> [Instructions for the task] Repeat the records below verbatim, and do not copy their pictures.

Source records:
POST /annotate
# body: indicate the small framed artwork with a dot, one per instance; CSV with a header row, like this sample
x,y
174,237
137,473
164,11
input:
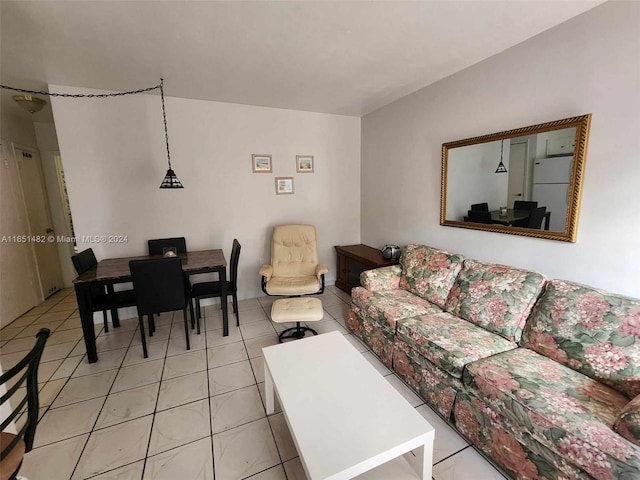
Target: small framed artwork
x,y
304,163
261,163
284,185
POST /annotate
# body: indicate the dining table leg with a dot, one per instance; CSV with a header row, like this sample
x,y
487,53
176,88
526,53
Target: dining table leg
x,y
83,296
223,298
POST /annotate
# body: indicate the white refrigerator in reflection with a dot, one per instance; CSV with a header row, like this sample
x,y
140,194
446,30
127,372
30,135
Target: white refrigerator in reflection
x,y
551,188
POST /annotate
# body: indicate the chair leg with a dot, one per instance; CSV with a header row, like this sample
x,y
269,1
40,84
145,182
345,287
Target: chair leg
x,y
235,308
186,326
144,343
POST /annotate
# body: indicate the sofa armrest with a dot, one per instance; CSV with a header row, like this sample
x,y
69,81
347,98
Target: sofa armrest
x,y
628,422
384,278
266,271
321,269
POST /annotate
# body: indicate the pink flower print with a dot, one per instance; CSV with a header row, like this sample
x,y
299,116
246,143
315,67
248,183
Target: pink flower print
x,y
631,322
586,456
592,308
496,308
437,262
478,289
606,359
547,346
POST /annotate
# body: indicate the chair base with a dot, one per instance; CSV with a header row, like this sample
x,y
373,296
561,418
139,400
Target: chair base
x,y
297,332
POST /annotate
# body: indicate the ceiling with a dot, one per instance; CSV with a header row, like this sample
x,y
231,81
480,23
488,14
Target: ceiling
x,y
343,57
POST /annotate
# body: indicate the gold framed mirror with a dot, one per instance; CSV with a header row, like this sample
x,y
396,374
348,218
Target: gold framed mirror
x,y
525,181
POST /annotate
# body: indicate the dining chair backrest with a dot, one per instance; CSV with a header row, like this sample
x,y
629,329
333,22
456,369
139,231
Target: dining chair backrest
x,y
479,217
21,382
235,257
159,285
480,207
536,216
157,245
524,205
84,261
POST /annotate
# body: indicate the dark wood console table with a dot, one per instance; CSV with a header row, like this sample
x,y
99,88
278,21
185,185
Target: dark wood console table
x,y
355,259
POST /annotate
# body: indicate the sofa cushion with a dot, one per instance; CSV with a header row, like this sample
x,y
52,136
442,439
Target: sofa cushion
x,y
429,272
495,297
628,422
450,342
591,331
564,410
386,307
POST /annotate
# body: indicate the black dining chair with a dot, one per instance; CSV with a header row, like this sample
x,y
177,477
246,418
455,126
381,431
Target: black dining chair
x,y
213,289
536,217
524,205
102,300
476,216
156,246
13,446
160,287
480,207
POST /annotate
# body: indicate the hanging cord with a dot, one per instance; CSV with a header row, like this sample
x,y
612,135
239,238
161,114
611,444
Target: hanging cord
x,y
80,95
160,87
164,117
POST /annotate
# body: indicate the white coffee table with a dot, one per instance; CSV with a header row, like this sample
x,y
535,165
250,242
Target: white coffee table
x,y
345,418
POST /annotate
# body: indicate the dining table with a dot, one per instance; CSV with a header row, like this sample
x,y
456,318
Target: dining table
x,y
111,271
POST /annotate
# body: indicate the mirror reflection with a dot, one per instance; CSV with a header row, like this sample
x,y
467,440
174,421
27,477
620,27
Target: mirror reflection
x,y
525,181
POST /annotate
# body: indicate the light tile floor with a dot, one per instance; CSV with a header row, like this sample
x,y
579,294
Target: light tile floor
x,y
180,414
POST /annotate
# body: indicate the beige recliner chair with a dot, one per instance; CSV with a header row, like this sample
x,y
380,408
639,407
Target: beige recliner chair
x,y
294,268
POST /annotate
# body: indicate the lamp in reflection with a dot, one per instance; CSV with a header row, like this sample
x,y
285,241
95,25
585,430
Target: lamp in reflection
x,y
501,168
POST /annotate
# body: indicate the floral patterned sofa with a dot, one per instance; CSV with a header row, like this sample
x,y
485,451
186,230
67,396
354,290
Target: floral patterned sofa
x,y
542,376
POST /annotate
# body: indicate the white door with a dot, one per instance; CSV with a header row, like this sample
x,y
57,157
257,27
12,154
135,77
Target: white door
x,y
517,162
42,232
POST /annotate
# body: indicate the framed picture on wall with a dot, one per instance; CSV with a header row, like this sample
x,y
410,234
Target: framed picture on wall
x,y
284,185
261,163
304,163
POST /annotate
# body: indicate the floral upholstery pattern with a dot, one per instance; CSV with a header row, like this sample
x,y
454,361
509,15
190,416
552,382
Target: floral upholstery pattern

> [Final answer]
POST /annotate
# body: indicate the small framed artwork with a dot, one per instance; CSV with a header row, like this sample
x,y
174,237
137,473
164,11
input:
Target: small framed artwork
x,y
304,163
261,163
284,185
POST /annotate
# body: indicate the dining table leg with a dot, one per instance; CSV with a header row, like this sample
x,y
487,53
176,88
526,53
Target: dining table leg
x,y
83,296
223,298
POST /annotate
# body: indicate the white refrigerator in reflection with a dot, one per instance; CSV with a header row, like this sample
x,y
140,194
446,30
127,372
30,135
Target: white refrigerator in reflection
x,y
551,188
POST /annotate
# body: indicate the chair leg with a dot, one per instance; CSV with a header row, like this sample
x,y
269,1
40,84
145,182
345,287
Target: chair leg
x,y
235,308
186,326
144,343
POST /annotate
# body: indicate the sofa armrest with a dot, one per instance; CSV with a header row, like this sample
x,y
69,81
347,98
Target: sofa armrest
x,y
628,422
384,278
266,271
321,269
POST /annotate
# body: indicate the pink flower print with a dot, one per instance; CSV with a header row, like this sample
x,y
299,116
246,143
315,67
248,183
Target: pink flower print
x,y
631,322
586,456
592,308
496,308
437,262
478,289
606,359
547,346
POST /annotate
# body: indicate the chair base with a dot, one per instance; CSV with a header row, like this sample
x,y
373,296
561,418
139,400
Target: chair base
x,y
297,332
POST /annotate
# body: indicate the ceiling with a dot, one per instance; CSV with a header row, like this sample
x,y
231,81
480,23
488,14
Target: ceiling
x,y
343,57
POST /annotate
# body: indicate the gold framed mirror with a dot, one per instance; CSV with a header row, like this sample
x,y
396,374
348,218
Target: gold framed mirror
x,y
525,181
POST /annotate
# body: indicate the dining chair backrest with a dot, one per instance; CSV with a header row, like this sample
x,y
629,329
333,22
456,369
139,231
Target: dining chair backrest
x,y
479,217
21,382
235,257
159,285
480,207
536,216
157,245
524,205
84,261
POST /annotate
# body: indicate the dark wood console table with a dot, one per instance; CSV with a header row, like this sample
x,y
99,88
278,21
185,185
Target: dark wood console table
x,y
355,259
POST /annotate
# body: indicate the sofa cushion with a dot, one per instance; CSV with a header row, like this sample
x,y
52,136
442,439
Target: sofa cushion
x,y
429,272
495,297
628,422
450,342
591,331
564,410
386,307
POST /annotate
# body: indicate the black dining chair with a dot, one per instance; CSV with a header row, like this sample
x,y
177,477
246,418
455,126
381,431
Target: black dining chair
x,y
213,289
536,217
524,205
102,300
476,216
156,246
13,446
160,287
480,207
POST /annotate
# body: indicate the hanging cord with a dot, one per instance; CSV with a header row, like this sample
x,y
612,135
239,238
161,114
611,444
Target: hanging cord
x,y
80,95
160,87
164,117
POST /annotate
# body: indicate the white coffee table with a dot, one per instance; CSV with a header row, like this sample
x,y
535,165
250,242
Target: white coffee table
x,y
345,418
POST /annotate
# body: indicate the dining table with a dot, one per instance; CSV with a header row, like this sample
x,y
456,318
Target: dining table
x,y
111,271
POST /annotate
# body: indicate the mirror reflection with a dot, one per instance; CSV with a header row, like this sample
x,y
467,440
174,421
27,477
620,27
Target: mirror reflection
x,y
525,181
POST /annotate
# body: indicate the light tile floor with a dot, one per instance; CSV with a header row, like this sample
x,y
579,294
Target: light tile floor
x,y
180,414
POST /annotate
# body: indicate the beige recliner chair with a dot, one per instance; CSV with a header row, like this sample
x,y
380,408
639,407
Target: beige recliner chair
x,y
294,268
POST /annotate
# body: indicate the lamp in reflection with a dot, one per instance; CSV with a header row, like this sample
x,y
285,241
95,25
585,430
Target: lamp in reflection
x,y
501,168
POST /annotate
# body: indicate the floral patterned sofa with a dot, one per instance; CSV with a header row, like this sample
x,y
485,451
186,230
67,396
354,290
Target: floral patterned sofa
x,y
542,376
POST /annotate
# body: indicate the white door with a dot, one per instance; CSV with a header row, like this sample
x,y
57,157
257,27
12,154
135,77
Target: white door
x,y
517,162
42,232
POST /annotate
# body: indicate the framed picture on wall with a dot, one per instance; CSV with a header row, like this sample
x,y
410,234
Target: framed picture on wall
x,y
284,185
261,163
304,163
POST /annotate
# body: indicate the floral upholstery pattern with a dot, one per instance; CSV with a header row, like this sample
x,y
454,361
509,15
190,416
552,382
Target: floral upholstery pattern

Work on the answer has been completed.